## Problem 1
Answer these from the article on measuring marketing return on investment:
(a) What does the abbreviation ROMI stand for?
(b) How often should the data on the original source of leads be analyzed?
(c) Into how many main categories should lead sources be grouped?
## Problem 2
Write the next part of the article on measuring marketing return on investment, picking up after its last sentence.

## Text for analysis
►
Every modern-day marketer knows that at some point or another they’re going to need measure return on investment. The main issue being, many often dread calculating ROI because it can be hard to know where to start.
Sure, you can measure click-through-rate in emails, how many LinkedIn followers you have or the number of people that fill out a specific form on your website, but the common struggle most marketers share comes down to identifying which actions are actually proving their worth and how to measure the return on marketing investment (ROMI).
Especially during times like COVID-19 when many companies face financial downturn, marketing needs to tie their activities to real value and company revenue because:
Resources are limited.
You need internal buy-in.
Marketing spend needs to be conservative, yet impactful enough to achieve results.
Like many other aspects of a hybrid online/offline world, there’s a lot left to uncertainty. Not every marketing effort is easily measurable by the number, as in how much value a television commercial or local banner contribute to your overall brand awareness. And although measuring online marketing activities can offer far more data, the challenge lies in understanding how it correlates back to spend and revenue.
So how do you prove that your marketing investments are worthwhile? Here are some data-driven tips on how to start measuring your ROMI:
Categorize marketing channels
You might have heard the term, “What gets measured gets managed.” Breaking down marketing channels into smaller data sets will help you easily identify which ones are reigning in the most success, and which channels are lagging behind.
For example, your company may use online advertising across various channels. Stratify and label them.
Track the original source of your leads
Set up a logical way that makes sense to you and your team to track the original source of leads in your contact database. Whether that’s by defining a new contact property in your CRM or creating specific identifiers. You should be analyzing this data quarterly.
Knowing where your leads are coming from is essential to understanding your (potential) customer profiles and which marketing activities have been the most successful at attracting them to your business.
Which channels are bringing in the most MQL’s? Are they coming from offline sources such as referrals? Organic search? A recently hosted webinar?
Identify what your main lead sources are (social media, referrals, sales, events, etc.), and group them into 5-10 main categories. Again, subcategorize and create smaller data sets when possible.
For example, one of your main lead sources comes from social media and your company uses multiple platforms. Subcategorize based on platform type i.e., LinkedIn, Facebook, Twitter and so on.
You need to determine where your leads are giving you their most valued information. Are you getting a lot of contact information from a specific form or gated content on your website?
Track where you’re getting the highest conversions from, and where you’re gaining the most data on your leads. (You’ll be able to draw conclusions like which CTA’s are generating the most conversions, for example).
◄
## Extracted entries
►
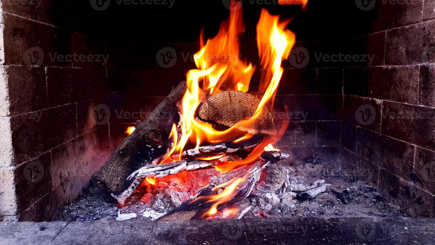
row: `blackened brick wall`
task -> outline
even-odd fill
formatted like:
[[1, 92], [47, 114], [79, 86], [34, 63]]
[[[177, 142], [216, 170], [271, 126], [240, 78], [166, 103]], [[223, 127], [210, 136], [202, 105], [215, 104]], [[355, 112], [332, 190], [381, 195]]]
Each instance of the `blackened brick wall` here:
[[434, 8], [377, 1], [348, 41], [375, 61], [344, 69], [341, 166], [412, 216], [435, 216]]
◄
## Expected answer 1
(a) Return on marketing investment.
(b) Quarterly.
(c) Into 5-10 main categories.

## Expected answer 2
Keep in mind the quality vs. volume of the contact data you’re receiving. If you’re getting a higher volume of data from unqualified leads, it may be time to gate your content further, place a disqualification rule on your web forms or direct them to a nurture track more in line with their buyer journey.
Add a UTM code to your URLs to track performance of campaigns and content.
UTM’s add a small snippet of code to the end of a URL to measure where your site traffic comes from based on specific parameters.
Tools like Google URL Builder can help you build the UTM code and Google Analytics will create a customized report to analyze site traffic based on source, campaign, medium or a combination of the three.
Attribute cost & revenue
All marketing activities require spend. You can easily calculate the cost of an event. Let’s use a trade show as an example.
You invest €10.000 to host and advertise + €1.000 in travel expenses and the outcome is 50 new business leads - an average of €220 per lead.
Although online advertisement isn’t as tangible as an in-person event, it’s just as viable to measure.
For online advertising, you need content assets which require cost attribution. For example, you run an ad to promote your e-book on how to generate new leads. You spend €1.000 per month on online ads, and it generates 50 new email addresses - a total of €20 per contact.
Naturally, the cost per conversion is higher at first launch, but as your assets gain more conversions, that rate will decrease over time.
Set success KPIs
Define what success looks like for all marketing activities.
Maybe you want X number of leads to register for an upcoming workshop using a link in a newsletter, or you want X number of SQL’s to download a case study recently sent to them.
Evaluate your success KPIs every 3-6 months. Which KPIs were met? Which one’s weren’t?
Setting KPIs for emails, events and all other marketing efforts keeps your investments attributed and focused on a clear goal. The more activities you can support with data, the easier it becomes to compare KPIs and successes.
System integrations: Connect Marketing automation with your CRM
Connecting a marketing automation platform to your CRM is one of the best things you can do to increase productivity and scale your business, without increasing the amount of resources needed to do so.
Marketing automation enables you to increase the amount of leads you’re able to reach out to over time, acquiring more data in return on things like campaign metrics, lead conversion and customer behavior.
Measuring ROMI is necessary for all marketers, and yet, it’s challenging because there isn’t a linear path to getting there and not all marketing campaigns will have a clear tie to revenue. However, keeping as many metrics as possible data-driven and directly attributable to your marketing spend will help you maintain the right resources, prove the value of marketing over time and secure higher company revenue long-term.